# RECORDED INFORMATION
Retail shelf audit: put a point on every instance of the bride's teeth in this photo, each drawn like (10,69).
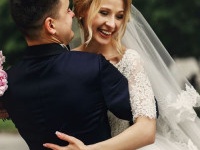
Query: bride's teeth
(106,32)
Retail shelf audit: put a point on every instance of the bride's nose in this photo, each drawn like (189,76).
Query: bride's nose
(111,22)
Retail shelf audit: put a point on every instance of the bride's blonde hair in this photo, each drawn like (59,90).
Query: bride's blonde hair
(91,8)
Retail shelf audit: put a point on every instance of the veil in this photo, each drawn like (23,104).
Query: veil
(175,96)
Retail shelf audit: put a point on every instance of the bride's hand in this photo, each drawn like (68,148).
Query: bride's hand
(74,143)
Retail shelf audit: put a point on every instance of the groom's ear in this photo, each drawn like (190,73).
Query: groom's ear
(49,25)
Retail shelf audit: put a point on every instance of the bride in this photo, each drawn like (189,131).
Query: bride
(178,127)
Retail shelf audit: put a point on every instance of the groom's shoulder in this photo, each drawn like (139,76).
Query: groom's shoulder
(85,57)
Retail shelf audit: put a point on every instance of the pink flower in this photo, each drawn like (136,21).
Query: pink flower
(3,76)
(2,59)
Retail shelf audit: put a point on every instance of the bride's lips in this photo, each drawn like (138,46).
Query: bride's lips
(104,33)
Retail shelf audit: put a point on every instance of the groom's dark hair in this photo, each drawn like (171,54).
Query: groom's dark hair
(29,15)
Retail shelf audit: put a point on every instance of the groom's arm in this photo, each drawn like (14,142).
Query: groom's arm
(115,90)
(130,139)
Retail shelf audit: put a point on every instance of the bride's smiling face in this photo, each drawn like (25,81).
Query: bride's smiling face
(107,21)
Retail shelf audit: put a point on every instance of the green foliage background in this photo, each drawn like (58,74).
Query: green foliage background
(177,24)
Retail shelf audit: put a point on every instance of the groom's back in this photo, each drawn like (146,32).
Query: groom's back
(66,91)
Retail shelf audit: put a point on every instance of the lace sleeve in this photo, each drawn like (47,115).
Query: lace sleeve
(141,93)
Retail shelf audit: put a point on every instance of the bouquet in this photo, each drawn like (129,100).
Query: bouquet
(3,86)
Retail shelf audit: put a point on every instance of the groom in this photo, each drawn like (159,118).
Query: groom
(52,89)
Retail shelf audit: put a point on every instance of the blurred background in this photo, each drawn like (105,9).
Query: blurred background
(176,23)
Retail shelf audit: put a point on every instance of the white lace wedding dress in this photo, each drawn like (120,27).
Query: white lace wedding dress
(143,104)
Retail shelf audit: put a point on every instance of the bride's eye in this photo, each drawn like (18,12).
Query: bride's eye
(119,17)
(103,12)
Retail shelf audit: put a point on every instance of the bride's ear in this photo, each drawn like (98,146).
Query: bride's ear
(49,25)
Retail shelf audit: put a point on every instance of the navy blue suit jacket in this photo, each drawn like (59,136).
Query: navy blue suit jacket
(53,89)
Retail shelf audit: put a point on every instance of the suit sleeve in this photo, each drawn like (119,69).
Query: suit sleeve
(115,89)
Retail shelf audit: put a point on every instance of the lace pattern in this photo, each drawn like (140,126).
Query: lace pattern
(141,94)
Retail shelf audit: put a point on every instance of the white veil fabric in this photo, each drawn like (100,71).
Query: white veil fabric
(176,97)
(177,123)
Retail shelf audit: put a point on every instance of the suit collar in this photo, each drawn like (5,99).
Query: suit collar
(38,51)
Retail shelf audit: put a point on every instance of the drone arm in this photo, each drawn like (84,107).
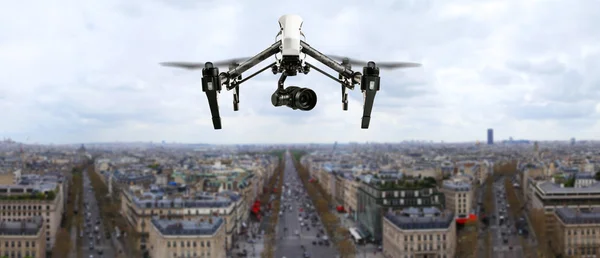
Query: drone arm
(369,86)
(248,64)
(323,72)
(211,85)
(229,87)
(307,49)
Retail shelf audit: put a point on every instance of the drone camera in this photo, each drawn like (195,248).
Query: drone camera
(294,97)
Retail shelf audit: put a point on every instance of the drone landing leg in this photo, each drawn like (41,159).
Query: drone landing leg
(211,85)
(369,86)
(236,98)
(344,98)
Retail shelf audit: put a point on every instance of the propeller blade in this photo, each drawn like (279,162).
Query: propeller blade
(383,65)
(185,65)
(197,65)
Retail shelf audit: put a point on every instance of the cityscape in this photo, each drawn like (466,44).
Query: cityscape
(300,129)
(512,198)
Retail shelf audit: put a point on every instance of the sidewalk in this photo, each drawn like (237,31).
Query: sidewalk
(254,249)
(362,251)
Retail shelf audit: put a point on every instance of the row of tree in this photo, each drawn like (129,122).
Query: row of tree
(339,235)
(62,244)
(276,181)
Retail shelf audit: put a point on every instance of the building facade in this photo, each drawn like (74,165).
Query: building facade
(140,208)
(185,238)
(376,197)
(419,233)
(458,193)
(577,232)
(24,238)
(21,202)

# YOUR ASSIGNMENT
The whole listing should be restated word for word, with no pictures.

# ANSWER BELOW
Retail shelf audit: put a point on every instance of the bride's teeth in this photo, each drawn like (10,69).
Query: bride's teeth
(106,32)
Retail shelf audit: put a point on every instance of the bride's nose in this photo, each drawn like (189,76).
Query: bride's nose
(111,22)
Retail shelf audit: put a point on every instance of the bride's blonde hair in this photo, each drawn like (59,90).
Query: bride's blonde hair
(91,8)
Retail shelf audit: put a point on every instance of the veil in this photo, each drawn like (23,104).
Query: veil
(175,96)
Retail shelf audit: put a point on every instance of the bride's hand in this photo, each drawn like (68,148).
Query: bride's hand
(74,143)
Retail shelf audit: put a point on every instance of the groom's ear in this photo, each drawn like (190,73).
Query: groom's ear
(49,25)
Retail shelf audit: put a point on every instance of the bride in this photo, each drawn like (189,131).
Query: bride
(178,127)
Retail shelf audit: put a point on every instance of the groom's shoulder in this photo, each drawn like (139,76).
Query: groom's shoulder
(85,57)
Retail shelf audit: put a point on every instance of the pink flower in this photo, each drawn like (136,21).
Query: pink flower
(3,76)
(2,59)
Retail shelf audit: put a point on every instance of the bride's lips in this photo, each drawn like (138,46).
Query: bride's lips
(104,33)
Retail shelf audit: put a point on every instance of the groom's dark hair in this photo, each drawn like (171,54).
Query: groom's dark hair
(29,15)
Retail shelf audit: put a point on every instance of the groom's arm in this photo, each drawn like (14,142).
Query: groom's arm
(115,90)
(130,139)
Retail shelf audit: put a point on every instance of the bride's smiling face in this photo, each drawn like (25,81).
Query: bride's smiling face
(107,21)
Retail shelf audit: put a point on every instance of the green foliage background in this photo, each drawn like (58,74).
Query: green foliage background
(177,24)
Retail shelf audit: put a point on every instance of the groom's back in this photo, each drawn like (146,32).
Query: groom's back
(66,91)
Retail shelf audit: put a point on every instance of the lace sleeve in this photo, each drawn like (47,115).
Query: lace sleeve
(141,93)
Retail shelf audit: put a point on every instance of the bouquet in this photo, each drawn like (129,100).
Query: bouquet
(3,86)
Retail shelf audit: put a point on every instance of the groom in this photo, each drawn like (159,118).
Query: groom
(52,89)
Retail shelf audit: put a point on every instance of the blurred background in this photo, each drawn like (105,9).
Query: blurred background
(176,23)
Retail shelf audit: put a point on every instance of the white lace wedding dress in this photo, each drawn like (120,27).
Query: white lace wedding dress
(143,104)
Retail shelf audit: put a point on every instance of the bride's eye in this photo, each drawn like (18,12).
Query: bride's eye
(119,17)
(103,12)
Retail shelf audit: put a point on every instance of the bride's ear in this photo, each drawn like (98,146).
Query: bride's ear
(49,25)
Retail shelf audit: put a point on every instance of the navy blue suit jacket in this photo, each drawn like (59,136).
Query: navy blue suit jacket
(53,89)
Retail shelf audit: put a point on every instance of the suit sleeve in this photo, each drawn like (119,69).
Query: suit sleeve
(115,89)
Retail shelf audit: put a point on every instance of the lace pattern in this photo, each drawn like (140,126).
Query: lace pattern
(141,94)
Retail shelf audit: put a point on every instance of the white veil fabric in this photo, each drawn like (100,71).
Query: white veil fabric
(176,97)
(177,123)
Retail shelf audit: put a point on every instance of the suit collar in this photo, each drawn like (5,99).
Query: suit collar
(38,51)
Retail shelf audit: put a point on every instance of the drone arm in this photo, each drawn like (84,107).
Query: drone arm
(369,86)
(248,64)
(323,72)
(211,85)
(229,87)
(307,49)
Retail shelf audit: put a point on every instance of the drone camera in this photo, each drawn like (195,248).
Query: drone camera
(294,97)
Retail shelf audit: put a point on every instance of the drone landing leg in this photo, each drawn like (41,159).
Query: drone landing leg
(211,85)
(369,86)
(236,98)
(344,98)
Retail shelf audit: put a point on every instance of the propeller blade in this photo, each drawn like (279,162).
Query: propeller blade
(383,65)
(185,65)
(197,65)
Retail shelf audit: put a point on every instance of the cityscape in this photo, each drawn like (466,44).
Query: cityscape
(300,129)
(512,198)
Retail shelf audit: put a point on every instance of the sidewalk in this photo, each drawn like (237,31).
Query: sidewalk
(254,249)
(362,251)
Retail shelf audit: put a point on every instance of the row of tree in this photo, each drawn like (129,122).
Query: row of tree
(339,235)
(62,244)
(276,181)
Retail shelf audit: put a point on every instance of the building facade in this photo, each drawn like (74,165).
Query: building facade
(140,208)
(185,238)
(376,197)
(419,233)
(458,193)
(577,232)
(24,238)
(21,202)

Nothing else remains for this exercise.